→ Your goal: Using the data below, return all lines in which "facade" appears.

Saved entries:
_ _ _

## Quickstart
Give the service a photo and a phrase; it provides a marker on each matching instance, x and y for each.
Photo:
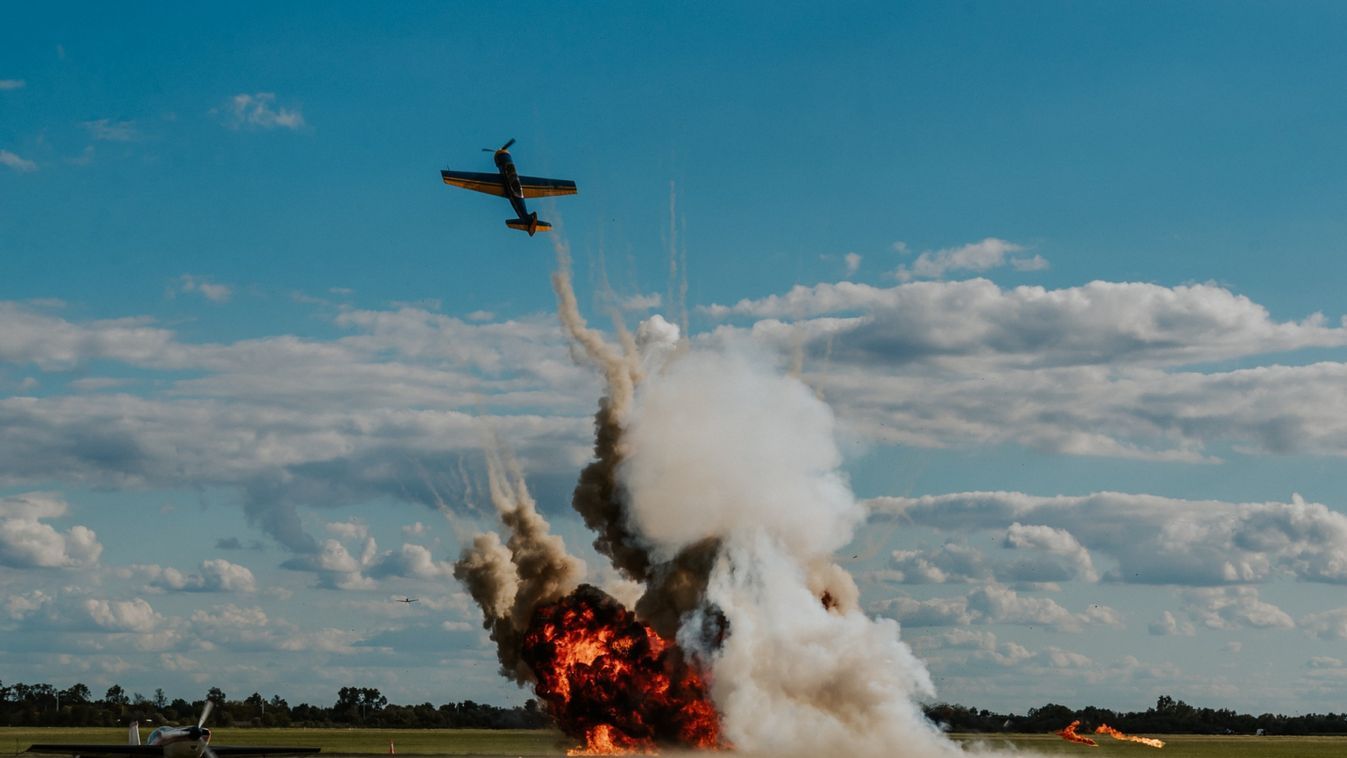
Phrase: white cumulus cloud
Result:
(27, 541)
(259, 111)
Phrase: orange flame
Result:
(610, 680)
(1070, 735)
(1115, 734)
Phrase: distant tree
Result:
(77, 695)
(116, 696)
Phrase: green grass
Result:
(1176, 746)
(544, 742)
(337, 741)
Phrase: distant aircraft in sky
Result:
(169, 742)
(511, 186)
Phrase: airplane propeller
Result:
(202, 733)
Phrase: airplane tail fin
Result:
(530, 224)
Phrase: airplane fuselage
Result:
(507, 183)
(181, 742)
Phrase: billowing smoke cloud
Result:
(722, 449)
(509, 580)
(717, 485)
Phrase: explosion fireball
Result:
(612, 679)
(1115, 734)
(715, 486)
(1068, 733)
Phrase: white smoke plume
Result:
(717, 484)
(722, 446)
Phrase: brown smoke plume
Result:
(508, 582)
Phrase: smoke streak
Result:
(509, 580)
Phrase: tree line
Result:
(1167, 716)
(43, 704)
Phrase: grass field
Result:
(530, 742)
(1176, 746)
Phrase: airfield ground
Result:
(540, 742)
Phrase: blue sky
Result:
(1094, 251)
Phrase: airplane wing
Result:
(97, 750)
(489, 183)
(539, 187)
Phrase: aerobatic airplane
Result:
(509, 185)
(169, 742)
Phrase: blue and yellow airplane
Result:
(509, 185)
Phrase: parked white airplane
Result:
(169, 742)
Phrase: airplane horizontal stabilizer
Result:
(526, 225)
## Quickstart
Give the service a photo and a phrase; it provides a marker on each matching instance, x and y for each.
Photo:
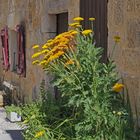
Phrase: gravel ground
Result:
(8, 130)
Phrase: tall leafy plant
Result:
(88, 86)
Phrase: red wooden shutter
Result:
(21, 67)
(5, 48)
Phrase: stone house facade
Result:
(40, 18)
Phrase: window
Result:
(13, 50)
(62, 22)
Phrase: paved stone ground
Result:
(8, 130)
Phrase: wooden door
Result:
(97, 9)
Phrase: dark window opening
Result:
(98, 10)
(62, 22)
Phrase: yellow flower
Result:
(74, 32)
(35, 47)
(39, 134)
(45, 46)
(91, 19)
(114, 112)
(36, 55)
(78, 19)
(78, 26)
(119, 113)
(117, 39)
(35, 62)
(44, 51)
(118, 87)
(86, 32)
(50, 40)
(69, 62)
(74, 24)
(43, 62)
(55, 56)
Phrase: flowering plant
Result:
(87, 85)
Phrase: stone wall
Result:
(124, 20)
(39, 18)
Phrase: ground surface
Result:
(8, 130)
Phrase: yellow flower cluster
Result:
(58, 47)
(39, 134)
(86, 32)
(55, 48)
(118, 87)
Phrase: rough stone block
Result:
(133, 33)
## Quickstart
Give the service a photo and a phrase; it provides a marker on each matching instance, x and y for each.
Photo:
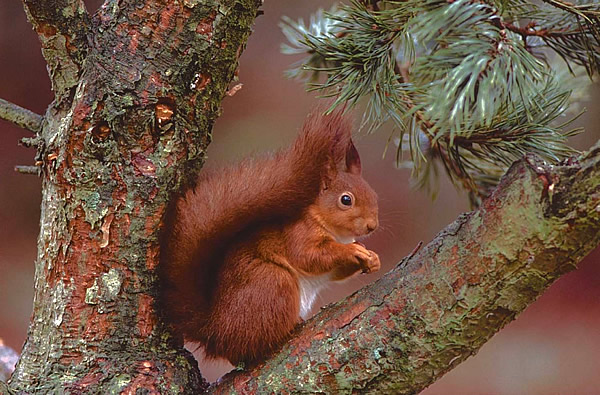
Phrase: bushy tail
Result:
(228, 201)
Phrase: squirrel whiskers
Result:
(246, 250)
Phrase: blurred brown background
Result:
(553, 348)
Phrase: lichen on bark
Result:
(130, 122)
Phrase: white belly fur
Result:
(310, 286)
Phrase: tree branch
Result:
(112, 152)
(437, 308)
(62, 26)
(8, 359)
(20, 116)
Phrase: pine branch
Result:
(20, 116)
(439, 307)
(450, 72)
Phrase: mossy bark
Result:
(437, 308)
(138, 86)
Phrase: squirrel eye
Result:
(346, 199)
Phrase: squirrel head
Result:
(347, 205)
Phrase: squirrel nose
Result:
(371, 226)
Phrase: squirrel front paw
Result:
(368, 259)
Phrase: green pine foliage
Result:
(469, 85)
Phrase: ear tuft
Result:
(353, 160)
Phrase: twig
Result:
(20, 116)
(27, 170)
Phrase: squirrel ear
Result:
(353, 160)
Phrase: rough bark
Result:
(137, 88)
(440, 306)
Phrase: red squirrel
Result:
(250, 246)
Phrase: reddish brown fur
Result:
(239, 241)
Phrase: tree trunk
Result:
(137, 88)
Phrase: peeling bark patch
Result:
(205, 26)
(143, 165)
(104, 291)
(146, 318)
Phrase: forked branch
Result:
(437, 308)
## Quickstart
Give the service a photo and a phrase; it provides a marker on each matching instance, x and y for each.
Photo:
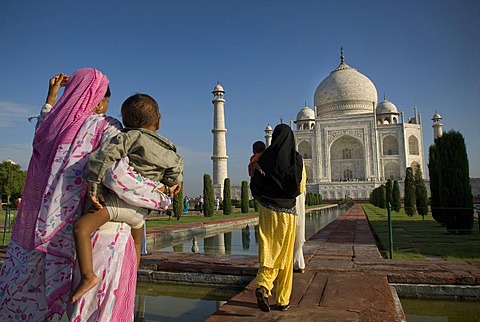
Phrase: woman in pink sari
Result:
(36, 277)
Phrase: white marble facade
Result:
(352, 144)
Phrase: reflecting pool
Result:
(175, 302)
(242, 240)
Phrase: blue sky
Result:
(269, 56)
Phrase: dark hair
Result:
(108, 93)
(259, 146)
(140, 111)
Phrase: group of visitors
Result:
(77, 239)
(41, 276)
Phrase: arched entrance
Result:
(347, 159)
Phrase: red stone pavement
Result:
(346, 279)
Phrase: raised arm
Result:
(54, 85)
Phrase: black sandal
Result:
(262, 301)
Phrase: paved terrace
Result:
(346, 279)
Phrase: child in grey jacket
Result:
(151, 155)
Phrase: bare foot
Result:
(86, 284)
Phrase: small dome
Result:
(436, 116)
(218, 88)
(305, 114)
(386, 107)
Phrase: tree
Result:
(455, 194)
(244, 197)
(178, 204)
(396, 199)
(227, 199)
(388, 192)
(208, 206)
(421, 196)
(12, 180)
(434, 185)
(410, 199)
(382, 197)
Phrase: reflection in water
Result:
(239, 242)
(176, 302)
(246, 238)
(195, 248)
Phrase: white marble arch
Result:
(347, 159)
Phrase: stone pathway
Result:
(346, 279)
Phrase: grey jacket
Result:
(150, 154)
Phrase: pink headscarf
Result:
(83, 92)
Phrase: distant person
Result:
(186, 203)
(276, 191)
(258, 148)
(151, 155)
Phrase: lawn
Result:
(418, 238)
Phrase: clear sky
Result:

_ _ _

→ Reply:
Phrase: stone house facade
Phrase: white marble facade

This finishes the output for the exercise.